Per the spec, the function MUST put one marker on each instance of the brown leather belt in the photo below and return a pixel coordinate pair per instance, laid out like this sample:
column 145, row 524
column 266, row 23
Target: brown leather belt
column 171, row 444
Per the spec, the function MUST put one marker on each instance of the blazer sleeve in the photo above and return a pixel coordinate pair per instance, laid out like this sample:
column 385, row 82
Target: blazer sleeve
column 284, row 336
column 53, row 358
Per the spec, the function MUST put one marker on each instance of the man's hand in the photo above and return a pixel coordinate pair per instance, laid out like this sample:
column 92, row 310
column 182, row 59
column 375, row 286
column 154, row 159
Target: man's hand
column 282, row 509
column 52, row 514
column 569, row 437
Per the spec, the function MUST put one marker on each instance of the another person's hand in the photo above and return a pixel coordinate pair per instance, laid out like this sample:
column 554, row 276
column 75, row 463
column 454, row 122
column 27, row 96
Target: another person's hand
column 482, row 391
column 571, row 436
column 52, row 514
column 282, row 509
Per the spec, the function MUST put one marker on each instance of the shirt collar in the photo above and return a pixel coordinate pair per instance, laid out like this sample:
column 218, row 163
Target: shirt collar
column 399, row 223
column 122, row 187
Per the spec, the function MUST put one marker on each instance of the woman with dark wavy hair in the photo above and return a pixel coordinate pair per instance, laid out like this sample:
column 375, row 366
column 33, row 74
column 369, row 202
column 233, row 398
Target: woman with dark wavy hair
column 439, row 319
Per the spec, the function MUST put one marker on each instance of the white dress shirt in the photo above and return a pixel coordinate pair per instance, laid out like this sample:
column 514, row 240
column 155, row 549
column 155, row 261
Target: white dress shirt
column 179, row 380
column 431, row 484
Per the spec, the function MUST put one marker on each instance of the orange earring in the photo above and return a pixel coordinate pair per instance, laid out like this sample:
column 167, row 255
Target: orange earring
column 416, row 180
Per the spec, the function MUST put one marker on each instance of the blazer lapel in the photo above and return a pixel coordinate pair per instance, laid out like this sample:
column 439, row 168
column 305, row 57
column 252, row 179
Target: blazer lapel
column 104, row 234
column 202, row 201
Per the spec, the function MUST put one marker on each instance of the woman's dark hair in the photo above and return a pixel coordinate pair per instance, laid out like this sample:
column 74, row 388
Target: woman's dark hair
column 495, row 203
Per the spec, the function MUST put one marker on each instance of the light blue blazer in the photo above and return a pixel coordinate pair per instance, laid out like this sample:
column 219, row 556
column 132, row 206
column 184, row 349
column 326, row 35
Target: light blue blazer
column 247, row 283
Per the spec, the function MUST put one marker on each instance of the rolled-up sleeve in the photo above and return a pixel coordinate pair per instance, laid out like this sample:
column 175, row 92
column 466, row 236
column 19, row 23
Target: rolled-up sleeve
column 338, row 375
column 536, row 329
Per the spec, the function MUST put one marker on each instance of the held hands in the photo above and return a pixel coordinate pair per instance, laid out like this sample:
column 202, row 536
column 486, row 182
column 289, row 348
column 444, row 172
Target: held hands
————
GIVEN REQUEST
Can you rewrite all of the material above with every "marker" swapped for "pin" and nothing else altered?

OUTPUT BELOW
Per the spec, the function MUST put one pin on each instance of the brown leather belt in the photo below and return a pixel coordinate pair per instance, laid out like this sample:
column 145, row 524
column 266, row 23
Target: brown leather belt
column 171, row 444
Per the spec, the function MUST put one pin on each instance of the blazer sleeve in the photo above and return a pixel coordinate pair per instance, laid out like this sample:
column 385, row 82
Target: blazer sleeve
column 284, row 336
column 53, row 358
Per the spec, the function MUST put one pin on each instance of the man's hand in the photo above and return a pixel coordinate pair per instance, laid out like this sample:
column 92, row 310
column 182, row 59
column 375, row 286
column 154, row 159
Target: man's hand
column 282, row 509
column 52, row 514
column 569, row 437
Per the spec, the function MUST put one pin on each instance of the another person's hand in the photo above and return a pixel coordinate pair per instance, laid out like this sample:
column 554, row 276
column 75, row 463
column 454, row 122
column 27, row 96
Target: another person's hand
column 482, row 391
column 571, row 436
column 52, row 514
column 282, row 509
Per the spec, the function MUST put one pin on each instance of the shirt collar in the photo above and return a pixel coordinate pair per instance, laid out like this sample:
column 218, row 163
Target: shirt collar
column 399, row 223
column 122, row 187
Per the spec, the function MUST put one pin on each instance of the woman with dark wavy hair in the photo above and return a pixel coordinate pair per instance, laid out like this sample:
column 375, row 366
column 33, row 74
column 369, row 202
column 233, row 398
Target: woman with dark wavy hair
column 439, row 319
Per the spec, the function MUST put one pin on each instance of the white dress shirt in the photo above and return a pixel coordinate pair per instance, laid out like this sample:
column 514, row 240
column 155, row 549
column 155, row 261
Target: white dress shirt
column 179, row 380
column 431, row 484
Per the spec, the function MUST put one pin on each instance of the orange earring in the photo above and return a pixel coordinate pair per instance, laid out like this sample:
column 167, row 255
Target: orange earring
column 416, row 180
Per the spec, the function MUST put one pin on each instance of the blazer lapel in the photo above and return a pixel coordinate pair per instance, laid out like this sample:
column 439, row 168
column 305, row 57
column 252, row 179
Target: blazer lapel
column 104, row 234
column 202, row 201
Per the spec, the function MUST put one pin on each instance of the woman's dark hair in the photo above and return a pixel coordinate pair per instance, laid out like this sample:
column 74, row 388
Target: woman's dark hair
column 495, row 203
Per the spec, the function MUST put one pin on each instance of the light blue blazer in the photo above and return a pixel coordinate pair per instance, laid out like this sample:
column 219, row 556
column 132, row 206
column 184, row 349
column 326, row 35
Target: light blue blazer
column 247, row 283
Per the spec, the function MUST put one pin on each instance of the rolled-up sleeve in the photo above and return a pixel coordinate pair per instance, laid out like this sample:
column 175, row 92
column 466, row 236
column 19, row 23
Target: rolled-up sleeve
column 338, row 375
column 536, row 329
Per the spec, the function MUST put one pin on each instance of the held hands in the photo above and return a pixel coordinate pair per instance, laid out like this sample:
column 202, row 536
column 486, row 182
column 289, row 348
column 444, row 172
Target: held hands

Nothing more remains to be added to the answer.